** Document segment follows **

Michael Waitze 17:19
Yeah, they can get it. Look, I love to say a great sort of job interview as like a great date. But I think about it, I really do think about as I remember when I was much younger, ready to go on a date. And like I knew that if the staff was like sweeping the floor, and I was still there, and they were looking at us, like really like we’re going to turn the lights off here. Like this was a great day because neither one of us wanted to leave kind of thing. But it’s the same thing. You’re right, if you’re not engaged, if you’re not doing that, and I say the same thing about my podcast, right? Like, I want to make sure that my guests get to tell the listeners who they are. Because if I can get them to connect with who you are, then I can get them to connect with the business way easier. I always talk about that people are compelling businesses are easier. And I agree with this concept. And it’s a great way to explain like how you go out and hire people. I’m making a lot of mental notes today. If nothing else, I’ve learned a lot. Talk to me about products. Now. Again, I always like to know the difference between what you were thinking about for product building three years ago or two years ago and what you think now and how that’s changed in the context of all these other changes that you’ve had in that you’ve seen.

** End of Document segment **
** Data segment follows **

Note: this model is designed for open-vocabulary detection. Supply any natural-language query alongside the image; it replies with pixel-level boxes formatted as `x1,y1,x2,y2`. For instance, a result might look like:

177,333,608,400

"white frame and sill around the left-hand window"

** End of Data segment **

In the podcast transcript, what does Michael Waitze compare a great job interview to?

A great date.